> _WHAT IS REQUIRED_: Carry on the passage about persistence, love, and longevity in one's craft, picking up right after its final sentence.
───── SELECTED TEXT
Yes, they all had talent; but talent alone will not suffice. The desire and willingness to press on and develop our craft in the face of obstacles and constant change are the keys to longevity.

In the words of former US president Calvin Coolidge:

“Nothing in this world can take the place of persistence. Talent will not: nothing is more common than unsuccessful men with talent. Genius will not; unrewarded genius is almost a proverb. Education will not: the world is full of educated derelicts. Persistence and determination alone are omnipotent.”

Where does that kind of persistence and determination come from?

Again, it can come from some of our less noble impulses. I overheard someone responding to a question about the secret to his still being married after 25 years with the line “we’ve stayed together out of spite. Neither one of us is willing to admit we made a mistake.” While his answer may well have been tongue in cheek, it points to a kind of bull headed stubbornness that can occasionally lead to success if maintained over a long enough period of time.

But there’s also a healthier source of the persistence and determination that lead to longevity – love. When you love what you do, you want to keep on doing it for as long as life lets you. And loving what you do isn’t as much of a winning lottery ticket as the fruit of an understanding of what love is and where it comes from.

Love is the feeling of life itself – the simple feeling of being that amplifies in the presence of another and is often easiest to experience when projected onto a person or object outside of ourselves. Our feelings of love never reside in the other person or object, any more than our own image resides in the mirror in which we view it.  They are the feeling of our very nature – what it feels like to be alive and awake to that aliveness in the moment.

Here’s how I write about it in Creating the Impossible:

“All of us have the wonderful possibility of dropping our acquired preferences and returning to our natural mode of indiscriminate enjoyment at any moment. Each time we get past our thinking and into whatever it is that we’re doing, we learn more and do better. Over time, that indiscriminate enjoyment leads to higher levels of engagement and a natural boost in our levels of seemingly effortless productivity.”
──────────
───── GIVEN INFORMATION
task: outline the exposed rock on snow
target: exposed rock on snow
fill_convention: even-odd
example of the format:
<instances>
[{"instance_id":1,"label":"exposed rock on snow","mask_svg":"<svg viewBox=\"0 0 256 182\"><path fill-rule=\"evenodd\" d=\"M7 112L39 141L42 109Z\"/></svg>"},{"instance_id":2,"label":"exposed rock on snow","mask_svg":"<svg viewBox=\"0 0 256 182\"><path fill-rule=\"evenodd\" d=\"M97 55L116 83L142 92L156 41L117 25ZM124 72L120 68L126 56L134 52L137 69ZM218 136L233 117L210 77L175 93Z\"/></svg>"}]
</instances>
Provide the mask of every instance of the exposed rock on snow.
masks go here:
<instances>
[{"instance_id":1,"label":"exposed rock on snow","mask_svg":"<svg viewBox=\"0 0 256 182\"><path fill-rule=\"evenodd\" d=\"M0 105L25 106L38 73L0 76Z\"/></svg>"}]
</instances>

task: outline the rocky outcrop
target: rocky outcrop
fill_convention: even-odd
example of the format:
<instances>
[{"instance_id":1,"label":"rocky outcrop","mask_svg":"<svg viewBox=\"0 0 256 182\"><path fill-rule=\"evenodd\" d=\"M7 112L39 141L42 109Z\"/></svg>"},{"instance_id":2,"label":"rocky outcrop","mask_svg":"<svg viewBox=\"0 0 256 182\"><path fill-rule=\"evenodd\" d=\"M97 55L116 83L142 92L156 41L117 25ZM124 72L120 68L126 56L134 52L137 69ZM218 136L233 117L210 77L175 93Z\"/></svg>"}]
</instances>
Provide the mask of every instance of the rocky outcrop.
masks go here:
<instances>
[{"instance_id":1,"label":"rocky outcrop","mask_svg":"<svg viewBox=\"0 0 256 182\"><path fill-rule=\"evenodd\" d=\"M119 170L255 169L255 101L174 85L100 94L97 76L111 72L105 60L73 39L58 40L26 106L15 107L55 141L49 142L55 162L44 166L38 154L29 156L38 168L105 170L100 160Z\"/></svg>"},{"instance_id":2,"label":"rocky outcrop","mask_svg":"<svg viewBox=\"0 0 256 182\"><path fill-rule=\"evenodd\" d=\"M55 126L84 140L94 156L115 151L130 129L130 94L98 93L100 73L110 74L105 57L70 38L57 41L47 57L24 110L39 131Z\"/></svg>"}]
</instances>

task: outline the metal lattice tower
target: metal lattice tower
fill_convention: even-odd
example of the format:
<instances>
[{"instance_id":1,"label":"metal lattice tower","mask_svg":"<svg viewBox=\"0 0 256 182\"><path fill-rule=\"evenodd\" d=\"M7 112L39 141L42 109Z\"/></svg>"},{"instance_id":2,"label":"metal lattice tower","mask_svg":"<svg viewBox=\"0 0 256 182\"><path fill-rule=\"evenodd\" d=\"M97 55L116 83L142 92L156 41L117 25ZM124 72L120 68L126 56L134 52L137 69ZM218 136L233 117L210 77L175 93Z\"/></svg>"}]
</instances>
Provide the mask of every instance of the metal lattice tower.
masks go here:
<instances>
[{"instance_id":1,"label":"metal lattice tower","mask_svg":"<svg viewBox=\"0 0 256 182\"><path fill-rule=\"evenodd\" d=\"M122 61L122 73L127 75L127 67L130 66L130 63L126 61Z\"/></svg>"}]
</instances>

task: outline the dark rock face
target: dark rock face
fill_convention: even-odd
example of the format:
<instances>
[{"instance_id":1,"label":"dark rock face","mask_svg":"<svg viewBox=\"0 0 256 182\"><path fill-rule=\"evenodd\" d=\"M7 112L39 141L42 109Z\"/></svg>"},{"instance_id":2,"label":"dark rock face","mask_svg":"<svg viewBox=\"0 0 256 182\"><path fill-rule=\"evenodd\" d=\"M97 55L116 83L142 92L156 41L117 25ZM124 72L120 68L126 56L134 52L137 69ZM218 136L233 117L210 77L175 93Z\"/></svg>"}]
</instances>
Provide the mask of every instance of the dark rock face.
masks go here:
──────────
> _ANSWER TO THIS EXERCISE_:
When you allow yourself to revert to the indiscriminate enjoyment of your true nature, you find that persistence and determination are as natural to mastering skills like selling and marketing as they were to learning how to walk and talk. You have to put in the hours – but there’s very little that makes an hour so valuable as using it to develop your craft and nothing that makes it more enjoyably spent than allowing yourself to enjoy every step of the way.

One of my favorite examples of this was beautifully expressed in the bio of a 3P teacher who asked to remain at least mostly anonymous while offering up a masterclass for Supercoach Academy:

My practice is based on the Three Principles and has been for 35+ years.  I have worked with individuals, families, hospitals, Native American reservations, businesses, prisons, high schools, colleges, churches, non-profit agencies, government agencies, athletic teams and individual athletes, coaches, treatment centers,  police departments, vets, law firms, etc., etc.  My work has taken me to many parts of the US as well as South Africa.  i have also spent time by phone with folks from around the world.  I have also, somewhat reluctantly, spoken at many 3Ps conferences and gatherings over the years.   I realize this may all appear to be very impressive, but I am 76 years old so it has taken a while to do all this and it just seems to me to be the moment-to-moment accumulation of time spent doing what I love: passing on the most important information I ever learned in my life. My plan is to keep at it until I tip over or evaporate or something.

Who are your role models and “heros” for this kind of a life well lived?

Where have you experienced the impact of reliability and longevity in your own life?